Start of Dataset records

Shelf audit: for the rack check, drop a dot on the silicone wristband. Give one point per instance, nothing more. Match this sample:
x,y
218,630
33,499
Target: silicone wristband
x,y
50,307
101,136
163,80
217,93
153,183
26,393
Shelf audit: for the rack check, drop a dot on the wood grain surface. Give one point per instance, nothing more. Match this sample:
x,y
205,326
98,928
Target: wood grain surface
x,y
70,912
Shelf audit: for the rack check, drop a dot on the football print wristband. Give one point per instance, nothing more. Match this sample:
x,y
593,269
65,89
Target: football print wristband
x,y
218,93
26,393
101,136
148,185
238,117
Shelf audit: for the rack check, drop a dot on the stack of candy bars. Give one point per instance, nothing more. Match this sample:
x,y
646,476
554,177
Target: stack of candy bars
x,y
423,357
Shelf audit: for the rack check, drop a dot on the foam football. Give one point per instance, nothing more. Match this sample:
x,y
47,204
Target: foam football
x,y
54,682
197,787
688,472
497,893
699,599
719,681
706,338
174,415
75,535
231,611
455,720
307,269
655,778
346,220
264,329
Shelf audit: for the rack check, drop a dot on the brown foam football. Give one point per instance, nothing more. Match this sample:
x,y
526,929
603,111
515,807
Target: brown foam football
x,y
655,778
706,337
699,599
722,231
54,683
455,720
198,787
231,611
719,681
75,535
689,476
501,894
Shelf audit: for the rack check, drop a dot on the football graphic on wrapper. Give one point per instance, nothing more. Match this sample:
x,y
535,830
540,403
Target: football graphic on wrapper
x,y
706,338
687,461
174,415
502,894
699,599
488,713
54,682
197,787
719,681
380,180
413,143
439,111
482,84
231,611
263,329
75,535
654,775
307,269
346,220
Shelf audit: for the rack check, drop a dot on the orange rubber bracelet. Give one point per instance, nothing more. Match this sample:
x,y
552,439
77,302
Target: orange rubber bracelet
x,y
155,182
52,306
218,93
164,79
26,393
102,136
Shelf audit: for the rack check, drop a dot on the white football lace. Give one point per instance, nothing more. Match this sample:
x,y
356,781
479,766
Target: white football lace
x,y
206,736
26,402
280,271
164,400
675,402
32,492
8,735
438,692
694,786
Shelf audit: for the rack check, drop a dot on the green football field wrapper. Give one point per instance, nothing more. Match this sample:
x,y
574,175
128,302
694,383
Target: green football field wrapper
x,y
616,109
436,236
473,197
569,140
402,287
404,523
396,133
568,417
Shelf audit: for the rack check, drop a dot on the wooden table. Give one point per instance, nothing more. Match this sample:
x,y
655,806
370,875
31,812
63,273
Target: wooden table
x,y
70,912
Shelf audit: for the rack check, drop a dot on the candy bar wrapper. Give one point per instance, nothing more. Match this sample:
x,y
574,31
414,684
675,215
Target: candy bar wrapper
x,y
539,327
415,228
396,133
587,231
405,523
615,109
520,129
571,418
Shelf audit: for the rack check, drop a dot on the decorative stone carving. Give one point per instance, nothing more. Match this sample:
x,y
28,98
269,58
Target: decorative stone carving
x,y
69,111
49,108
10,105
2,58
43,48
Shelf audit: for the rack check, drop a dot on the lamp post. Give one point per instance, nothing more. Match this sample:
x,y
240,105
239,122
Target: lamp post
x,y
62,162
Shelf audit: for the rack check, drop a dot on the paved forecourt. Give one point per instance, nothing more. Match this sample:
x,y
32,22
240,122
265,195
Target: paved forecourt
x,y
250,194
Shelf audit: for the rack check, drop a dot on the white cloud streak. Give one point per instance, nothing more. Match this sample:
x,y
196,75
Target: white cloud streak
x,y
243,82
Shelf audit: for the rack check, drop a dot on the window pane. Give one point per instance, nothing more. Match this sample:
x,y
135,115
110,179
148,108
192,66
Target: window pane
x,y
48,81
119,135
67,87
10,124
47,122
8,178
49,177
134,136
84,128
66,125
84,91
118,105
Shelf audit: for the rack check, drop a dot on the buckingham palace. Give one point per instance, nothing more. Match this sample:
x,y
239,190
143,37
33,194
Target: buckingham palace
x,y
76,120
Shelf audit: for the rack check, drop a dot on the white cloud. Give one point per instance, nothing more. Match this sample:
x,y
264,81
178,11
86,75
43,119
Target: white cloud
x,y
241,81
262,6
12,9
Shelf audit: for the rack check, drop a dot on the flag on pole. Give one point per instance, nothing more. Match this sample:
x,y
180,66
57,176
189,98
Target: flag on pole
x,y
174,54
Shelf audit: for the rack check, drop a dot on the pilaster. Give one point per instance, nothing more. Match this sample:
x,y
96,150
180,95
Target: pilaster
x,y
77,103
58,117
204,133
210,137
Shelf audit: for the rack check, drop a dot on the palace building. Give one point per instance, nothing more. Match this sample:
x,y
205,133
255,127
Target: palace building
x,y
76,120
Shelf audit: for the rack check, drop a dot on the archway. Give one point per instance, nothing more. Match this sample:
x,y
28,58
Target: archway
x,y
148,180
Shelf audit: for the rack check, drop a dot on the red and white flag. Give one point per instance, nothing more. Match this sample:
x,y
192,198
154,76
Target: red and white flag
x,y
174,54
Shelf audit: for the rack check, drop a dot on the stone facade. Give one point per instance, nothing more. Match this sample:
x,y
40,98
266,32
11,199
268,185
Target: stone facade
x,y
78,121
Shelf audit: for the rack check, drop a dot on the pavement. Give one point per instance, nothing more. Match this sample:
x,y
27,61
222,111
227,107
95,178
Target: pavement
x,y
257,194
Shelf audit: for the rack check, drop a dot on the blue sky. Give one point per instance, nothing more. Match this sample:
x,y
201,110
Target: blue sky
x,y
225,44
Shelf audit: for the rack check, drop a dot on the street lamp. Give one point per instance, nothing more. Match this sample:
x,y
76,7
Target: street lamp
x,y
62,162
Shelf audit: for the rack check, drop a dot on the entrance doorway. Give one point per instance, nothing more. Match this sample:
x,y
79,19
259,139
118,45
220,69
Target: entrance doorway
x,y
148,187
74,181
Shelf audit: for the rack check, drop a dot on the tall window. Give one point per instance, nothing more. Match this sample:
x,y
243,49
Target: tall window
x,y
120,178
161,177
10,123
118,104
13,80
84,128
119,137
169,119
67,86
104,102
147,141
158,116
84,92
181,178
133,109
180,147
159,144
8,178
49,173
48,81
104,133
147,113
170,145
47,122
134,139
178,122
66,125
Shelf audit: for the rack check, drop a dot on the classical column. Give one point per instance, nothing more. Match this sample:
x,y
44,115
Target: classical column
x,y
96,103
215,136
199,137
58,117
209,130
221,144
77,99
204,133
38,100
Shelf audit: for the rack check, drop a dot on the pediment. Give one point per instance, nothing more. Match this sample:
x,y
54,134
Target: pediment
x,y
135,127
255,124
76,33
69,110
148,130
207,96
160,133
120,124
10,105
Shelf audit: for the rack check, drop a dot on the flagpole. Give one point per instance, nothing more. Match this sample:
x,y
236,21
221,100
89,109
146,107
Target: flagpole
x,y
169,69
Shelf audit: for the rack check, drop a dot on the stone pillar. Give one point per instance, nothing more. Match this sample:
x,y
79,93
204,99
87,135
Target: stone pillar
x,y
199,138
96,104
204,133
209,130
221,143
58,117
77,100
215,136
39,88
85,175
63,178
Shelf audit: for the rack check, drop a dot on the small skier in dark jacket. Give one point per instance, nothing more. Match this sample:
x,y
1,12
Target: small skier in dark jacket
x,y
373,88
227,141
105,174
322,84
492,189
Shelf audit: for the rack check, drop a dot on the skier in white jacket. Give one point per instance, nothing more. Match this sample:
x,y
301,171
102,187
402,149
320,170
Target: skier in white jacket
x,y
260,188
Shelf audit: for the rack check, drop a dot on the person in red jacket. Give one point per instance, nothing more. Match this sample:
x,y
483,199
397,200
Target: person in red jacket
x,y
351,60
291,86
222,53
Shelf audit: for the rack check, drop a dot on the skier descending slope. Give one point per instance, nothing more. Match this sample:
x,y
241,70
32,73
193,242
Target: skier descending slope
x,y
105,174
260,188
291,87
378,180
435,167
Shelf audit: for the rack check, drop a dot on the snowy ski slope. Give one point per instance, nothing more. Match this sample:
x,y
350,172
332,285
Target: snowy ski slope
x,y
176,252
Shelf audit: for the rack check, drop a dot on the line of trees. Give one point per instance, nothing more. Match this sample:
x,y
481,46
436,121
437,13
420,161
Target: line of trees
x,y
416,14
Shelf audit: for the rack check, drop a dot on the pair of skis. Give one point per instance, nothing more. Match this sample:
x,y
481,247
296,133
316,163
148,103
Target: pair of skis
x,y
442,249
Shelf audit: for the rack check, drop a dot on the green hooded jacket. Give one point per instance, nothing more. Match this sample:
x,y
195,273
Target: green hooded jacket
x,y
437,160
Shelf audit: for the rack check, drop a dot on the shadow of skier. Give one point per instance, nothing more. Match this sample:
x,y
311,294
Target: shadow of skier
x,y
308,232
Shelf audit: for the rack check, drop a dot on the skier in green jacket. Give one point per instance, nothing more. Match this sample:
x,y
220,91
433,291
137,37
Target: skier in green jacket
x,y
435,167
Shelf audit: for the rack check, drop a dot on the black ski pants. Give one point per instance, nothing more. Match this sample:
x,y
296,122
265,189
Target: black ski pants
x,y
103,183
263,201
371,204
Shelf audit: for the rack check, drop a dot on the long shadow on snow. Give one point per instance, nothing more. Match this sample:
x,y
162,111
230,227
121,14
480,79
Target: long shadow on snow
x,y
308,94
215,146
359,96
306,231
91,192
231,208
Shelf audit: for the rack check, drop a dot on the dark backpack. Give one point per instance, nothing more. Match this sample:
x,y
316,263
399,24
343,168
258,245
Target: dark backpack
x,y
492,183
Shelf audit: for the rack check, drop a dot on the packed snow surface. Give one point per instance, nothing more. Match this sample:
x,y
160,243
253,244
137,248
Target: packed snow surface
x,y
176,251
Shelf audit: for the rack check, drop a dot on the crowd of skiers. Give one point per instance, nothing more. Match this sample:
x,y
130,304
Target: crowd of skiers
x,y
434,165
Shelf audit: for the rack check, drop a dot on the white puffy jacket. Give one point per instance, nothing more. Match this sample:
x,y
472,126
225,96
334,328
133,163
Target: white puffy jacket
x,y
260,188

End of Dataset records

__The problem__. Starting at the line that contains "the green hooded", print every line through the end of the listing, word for word. Leave out all the rest.

__Task result__.
Shelf audit: for the rack check, drop a dot on the green hooded jacket. Give one point per instance, nothing more. Match this sample:
x,y
195,273
Target: green hooded jacket
x,y
437,160
Shelf audit: for the rack check, drop a dot on the shadow of skier. Give one point per instance, nothing more. Match this sample:
x,y
311,294
Target: shadow of skier
x,y
308,232
Shelf audit: for the rack check, drop a dot on the skier in green jacket. Give one point per instance, nothing more. Match this sample:
x,y
220,91
433,291
137,37
Target: skier in green jacket
x,y
435,167
Shelf audit: for the rack check, drop a dot on the black ski pants. Give one point per instance, nothing more. Match this sample:
x,y
296,122
265,189
Target: black ski pants
x,y
103,183
263,201
371,204
Shelf audit: for the rack check, drop a dot on the long shadow on snow. Give one point per instance, nothing more. Match this sample:
x,y
162,111
230,227
121,14
480,79
Target: long shadow on snow
x,y
308,94
215,146
359,96
306,231
91,192
231,208
Shelf audit: for the rack check, drop a dot on the dark backpack. Give one point per instance, nothing more. Match this sample:
x,y
316,263
399,24
343,168
258,245
Target: dark backpack
x,y
492,183
Shelf audit: for the rack check, drop a dot on the packed snow surface. Give one point per instance, nothing more. Match this sample:
x,y
160,243
253,244
137,248
Target: packed snow surface
x,y
176,251
Shelf audit: for the rack check, drop a dot on the crowd of skiers. Give one point per instance, nothing more. Match this sample:
x,y
130,304
Target: crowd of skiers
x,y
434,165
Shelf audit: for the rack check, drop a dot on the white puffy jacket. Give one point per instance, nothing more. Match this sample:
x,y
472,126
225,96
334,328
133,163
Target: white puffy jacket
x,y
260,188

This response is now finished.